* Selection:

·····

This project begins with a brief overview of the theology and use of icon in the Orthodox Church. Aspects of the icon that will be considered include: the understanding of Tradition in the Orthodox Church; origins of the use of icons; the development of the theology of icons; the iconoclastic controversies and the defense of icons; an understanding of veneration; image as authoritatively equal to Word; and some themes, examples and practical use of icons. Following this overview will be a brief critique of Orthodox doctrine and use of the icon. This critique will be primarily helpful toward the third section of the project, which will be to draw potential applications for the use of symbol in the evangelical church today. In fact, the evangelical church already uses symbol, but often without a great deal of thought. This study is significant in that the thoughtful use of symbol, and potentially, some kind of use of icon, is essential for effective ministry during the postmodern era. This project will seek to develop a healthy theology of the use of image in worship that can be applied to an evangelical context.
The final section of this project will be a compilation of the previous study into a presentation suitable for the seminary classroom. It is intended that this material will become part of a course in worship and the arts. This material will relate specifically to the historical use of symbol in the Orthodox Church and potential applications for today’s evangelical church leaders.
Through the process of this work, there has been fairly close consultation with a number of people. This contact has been for the purpose of evaluation of both the content and the possibilities of presentation in a classroom context. The individuals consulted are listed in the bibliography of this paper. Their input is reflected often in the project, however, in light of the informal nature of many of the discussions, much of their input has settled to the subconscious level and is not referenced. It would be ideal to have students evaluate this material after this course was actually taught, but this will not happen during the time allotted for the project.

·····

Rows from a pointing dataset

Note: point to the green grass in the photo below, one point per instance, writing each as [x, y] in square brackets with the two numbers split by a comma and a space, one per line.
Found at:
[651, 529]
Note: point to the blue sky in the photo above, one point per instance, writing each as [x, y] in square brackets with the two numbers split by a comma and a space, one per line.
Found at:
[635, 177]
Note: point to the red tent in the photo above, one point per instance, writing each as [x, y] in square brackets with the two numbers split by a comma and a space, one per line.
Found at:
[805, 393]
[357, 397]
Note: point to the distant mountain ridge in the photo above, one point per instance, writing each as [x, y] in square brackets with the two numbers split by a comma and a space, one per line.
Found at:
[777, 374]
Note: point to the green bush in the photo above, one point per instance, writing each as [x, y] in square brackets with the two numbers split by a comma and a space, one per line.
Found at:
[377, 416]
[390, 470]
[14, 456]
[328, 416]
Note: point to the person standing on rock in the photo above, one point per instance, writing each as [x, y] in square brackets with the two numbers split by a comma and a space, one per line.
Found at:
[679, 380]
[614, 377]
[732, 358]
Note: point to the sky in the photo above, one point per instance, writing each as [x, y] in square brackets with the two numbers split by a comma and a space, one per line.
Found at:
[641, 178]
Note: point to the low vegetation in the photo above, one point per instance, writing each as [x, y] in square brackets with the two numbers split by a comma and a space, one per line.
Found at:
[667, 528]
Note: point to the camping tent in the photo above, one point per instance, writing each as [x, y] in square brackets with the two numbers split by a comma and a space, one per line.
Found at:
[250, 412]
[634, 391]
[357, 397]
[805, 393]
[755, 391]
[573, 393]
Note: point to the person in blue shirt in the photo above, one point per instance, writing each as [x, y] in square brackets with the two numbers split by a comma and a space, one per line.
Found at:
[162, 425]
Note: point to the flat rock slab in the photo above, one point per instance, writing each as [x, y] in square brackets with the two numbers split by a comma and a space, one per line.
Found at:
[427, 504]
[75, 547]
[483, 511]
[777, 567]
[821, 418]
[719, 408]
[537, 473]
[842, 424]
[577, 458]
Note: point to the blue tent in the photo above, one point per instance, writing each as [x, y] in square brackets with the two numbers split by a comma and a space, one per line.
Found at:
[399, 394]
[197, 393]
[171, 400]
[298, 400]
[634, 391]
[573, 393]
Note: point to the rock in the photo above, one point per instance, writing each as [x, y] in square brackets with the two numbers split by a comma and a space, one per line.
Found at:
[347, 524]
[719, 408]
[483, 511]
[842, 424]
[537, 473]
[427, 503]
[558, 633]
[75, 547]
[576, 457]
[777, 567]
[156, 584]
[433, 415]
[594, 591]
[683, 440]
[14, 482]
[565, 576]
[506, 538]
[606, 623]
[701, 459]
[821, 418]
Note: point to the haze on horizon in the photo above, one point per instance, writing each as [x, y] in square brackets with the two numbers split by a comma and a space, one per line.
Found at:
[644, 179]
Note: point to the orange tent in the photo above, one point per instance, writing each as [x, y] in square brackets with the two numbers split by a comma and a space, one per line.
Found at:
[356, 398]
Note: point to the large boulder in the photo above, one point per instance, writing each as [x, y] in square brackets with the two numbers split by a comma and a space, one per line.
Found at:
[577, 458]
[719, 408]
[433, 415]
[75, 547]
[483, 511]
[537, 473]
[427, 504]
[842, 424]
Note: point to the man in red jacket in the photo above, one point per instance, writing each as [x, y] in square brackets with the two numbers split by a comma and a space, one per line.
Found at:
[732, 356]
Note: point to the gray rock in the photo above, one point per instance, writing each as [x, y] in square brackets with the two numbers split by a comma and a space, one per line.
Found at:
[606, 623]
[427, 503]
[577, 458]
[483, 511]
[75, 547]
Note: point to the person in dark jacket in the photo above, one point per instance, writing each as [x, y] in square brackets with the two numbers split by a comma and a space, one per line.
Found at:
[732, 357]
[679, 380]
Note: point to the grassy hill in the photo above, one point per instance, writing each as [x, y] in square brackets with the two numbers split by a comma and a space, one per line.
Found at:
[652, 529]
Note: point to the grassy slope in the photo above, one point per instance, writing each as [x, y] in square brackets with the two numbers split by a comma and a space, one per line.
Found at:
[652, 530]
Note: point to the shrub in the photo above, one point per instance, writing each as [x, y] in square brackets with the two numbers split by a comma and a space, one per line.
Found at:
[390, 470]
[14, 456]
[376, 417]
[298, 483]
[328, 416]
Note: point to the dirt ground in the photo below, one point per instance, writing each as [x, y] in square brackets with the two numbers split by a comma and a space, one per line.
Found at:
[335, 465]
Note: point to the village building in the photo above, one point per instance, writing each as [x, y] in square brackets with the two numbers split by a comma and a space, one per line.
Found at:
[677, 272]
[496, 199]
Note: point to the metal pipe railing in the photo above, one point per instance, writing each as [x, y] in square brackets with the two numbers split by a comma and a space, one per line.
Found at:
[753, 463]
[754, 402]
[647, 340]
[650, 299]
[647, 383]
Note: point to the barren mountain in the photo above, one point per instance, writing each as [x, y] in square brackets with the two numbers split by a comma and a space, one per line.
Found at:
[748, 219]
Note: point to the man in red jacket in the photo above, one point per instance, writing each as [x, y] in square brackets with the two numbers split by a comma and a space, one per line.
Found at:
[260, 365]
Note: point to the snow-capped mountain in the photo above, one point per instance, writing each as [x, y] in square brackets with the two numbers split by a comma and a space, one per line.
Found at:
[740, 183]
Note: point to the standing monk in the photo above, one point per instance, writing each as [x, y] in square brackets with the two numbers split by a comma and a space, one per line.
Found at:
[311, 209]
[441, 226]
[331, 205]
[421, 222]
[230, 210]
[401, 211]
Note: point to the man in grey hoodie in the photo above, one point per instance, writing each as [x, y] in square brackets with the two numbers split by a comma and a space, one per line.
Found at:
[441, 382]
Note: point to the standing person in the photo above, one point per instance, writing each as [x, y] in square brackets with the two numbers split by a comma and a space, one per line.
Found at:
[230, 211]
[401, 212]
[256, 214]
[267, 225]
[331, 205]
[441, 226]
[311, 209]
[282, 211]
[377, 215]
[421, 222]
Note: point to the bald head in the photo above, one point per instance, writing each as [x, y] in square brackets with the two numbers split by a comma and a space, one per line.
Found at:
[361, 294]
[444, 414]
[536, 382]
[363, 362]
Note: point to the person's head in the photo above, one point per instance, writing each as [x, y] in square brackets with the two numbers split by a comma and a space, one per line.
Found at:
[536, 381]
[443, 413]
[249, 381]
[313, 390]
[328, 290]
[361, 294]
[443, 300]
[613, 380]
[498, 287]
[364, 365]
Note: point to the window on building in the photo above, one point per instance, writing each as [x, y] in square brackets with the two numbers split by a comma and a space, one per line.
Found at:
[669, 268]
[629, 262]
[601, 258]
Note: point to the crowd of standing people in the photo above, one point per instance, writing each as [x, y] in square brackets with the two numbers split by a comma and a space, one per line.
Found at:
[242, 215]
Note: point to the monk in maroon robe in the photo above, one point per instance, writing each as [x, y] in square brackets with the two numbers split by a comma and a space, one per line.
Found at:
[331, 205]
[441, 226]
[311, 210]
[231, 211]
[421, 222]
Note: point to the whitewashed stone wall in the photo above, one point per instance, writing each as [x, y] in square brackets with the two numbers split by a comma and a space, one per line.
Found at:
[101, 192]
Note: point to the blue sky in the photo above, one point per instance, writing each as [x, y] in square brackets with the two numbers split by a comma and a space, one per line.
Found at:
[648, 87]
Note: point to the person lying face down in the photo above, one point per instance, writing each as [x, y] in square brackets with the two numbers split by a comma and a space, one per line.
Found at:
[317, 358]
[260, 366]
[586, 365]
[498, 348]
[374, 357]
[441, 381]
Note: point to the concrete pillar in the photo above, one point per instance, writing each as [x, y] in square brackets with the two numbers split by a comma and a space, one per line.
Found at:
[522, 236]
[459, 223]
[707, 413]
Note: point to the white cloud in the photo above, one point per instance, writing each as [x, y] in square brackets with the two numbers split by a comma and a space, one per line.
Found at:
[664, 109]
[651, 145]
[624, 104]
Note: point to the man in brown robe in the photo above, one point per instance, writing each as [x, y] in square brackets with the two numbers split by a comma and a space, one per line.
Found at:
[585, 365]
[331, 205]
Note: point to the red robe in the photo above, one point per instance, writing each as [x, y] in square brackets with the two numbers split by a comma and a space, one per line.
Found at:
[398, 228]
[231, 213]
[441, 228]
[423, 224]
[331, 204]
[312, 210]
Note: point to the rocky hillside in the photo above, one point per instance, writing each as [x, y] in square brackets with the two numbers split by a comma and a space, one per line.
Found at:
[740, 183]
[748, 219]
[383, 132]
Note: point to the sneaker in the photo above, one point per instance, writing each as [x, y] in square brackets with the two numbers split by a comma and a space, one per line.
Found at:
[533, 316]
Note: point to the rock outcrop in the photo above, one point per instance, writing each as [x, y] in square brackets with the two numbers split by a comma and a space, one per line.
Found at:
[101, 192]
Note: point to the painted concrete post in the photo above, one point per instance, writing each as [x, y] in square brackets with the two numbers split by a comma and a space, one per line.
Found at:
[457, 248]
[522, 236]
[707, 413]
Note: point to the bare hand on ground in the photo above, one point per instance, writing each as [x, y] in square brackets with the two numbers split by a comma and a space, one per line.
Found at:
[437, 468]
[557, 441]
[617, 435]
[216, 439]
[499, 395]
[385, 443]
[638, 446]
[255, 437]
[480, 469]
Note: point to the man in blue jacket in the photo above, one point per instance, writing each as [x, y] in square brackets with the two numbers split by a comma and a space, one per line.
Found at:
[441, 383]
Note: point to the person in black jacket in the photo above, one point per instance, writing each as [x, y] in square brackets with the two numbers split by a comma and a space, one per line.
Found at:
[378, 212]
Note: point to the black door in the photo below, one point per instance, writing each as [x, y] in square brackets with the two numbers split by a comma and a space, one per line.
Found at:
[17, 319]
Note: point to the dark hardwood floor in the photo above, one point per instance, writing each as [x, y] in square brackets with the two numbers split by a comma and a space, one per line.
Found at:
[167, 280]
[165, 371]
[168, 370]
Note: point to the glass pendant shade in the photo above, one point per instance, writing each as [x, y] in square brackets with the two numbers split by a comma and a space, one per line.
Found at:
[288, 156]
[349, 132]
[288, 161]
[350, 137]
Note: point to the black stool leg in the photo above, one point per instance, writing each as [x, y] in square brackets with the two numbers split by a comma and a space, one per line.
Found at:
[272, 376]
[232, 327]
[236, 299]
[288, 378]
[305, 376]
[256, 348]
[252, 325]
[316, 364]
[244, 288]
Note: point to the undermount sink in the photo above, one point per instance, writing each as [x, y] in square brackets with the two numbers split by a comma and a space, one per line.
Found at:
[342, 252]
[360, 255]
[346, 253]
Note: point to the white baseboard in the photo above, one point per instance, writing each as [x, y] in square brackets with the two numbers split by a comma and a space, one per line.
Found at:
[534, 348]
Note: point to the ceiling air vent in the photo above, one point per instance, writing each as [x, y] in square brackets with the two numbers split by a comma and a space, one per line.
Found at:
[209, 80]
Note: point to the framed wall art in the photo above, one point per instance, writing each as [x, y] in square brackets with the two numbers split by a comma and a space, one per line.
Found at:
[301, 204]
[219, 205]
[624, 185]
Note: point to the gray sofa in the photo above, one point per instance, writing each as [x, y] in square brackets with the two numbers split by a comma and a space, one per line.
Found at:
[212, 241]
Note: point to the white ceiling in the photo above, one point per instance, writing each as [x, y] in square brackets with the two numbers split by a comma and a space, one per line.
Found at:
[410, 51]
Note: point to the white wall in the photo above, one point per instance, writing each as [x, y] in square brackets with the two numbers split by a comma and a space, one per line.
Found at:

·····

* Exercises:
(A) Please reproduce the passage on icons word for word, starting with "Through the process" and going on through "for the project.".
(B) Answer these questions using the passage on icons.
(i) Which section of the project is the critique primarily meant to help?
(ii) What kind of course is the material intended to become part of?
(iii) Where are the individuals consulted during the work listed?

* Responses to the exercise:
(A)
Through the process of this work, there has been fairly close consultation with a number of people. This contact has been for the purpose of evaluation of both the content and the possibilities of presentation in a classroom context. The individuals consulted are listed in the bibliography of this paper. Their input is reflected often in the project, however, in light of the informal nature of many of the discussions, much of their input has settled to the subconscious level and is not referenced. It would be ideal to have students evaluate this material after this course was actually taught, but this will not happen during the time allotted for the project.

(B)
(i) The third section, which draws potential applications for the use of symbol in the evangelical church today.
(ii) A course in worship and the arts.
(iii) In the bibliography of the paper.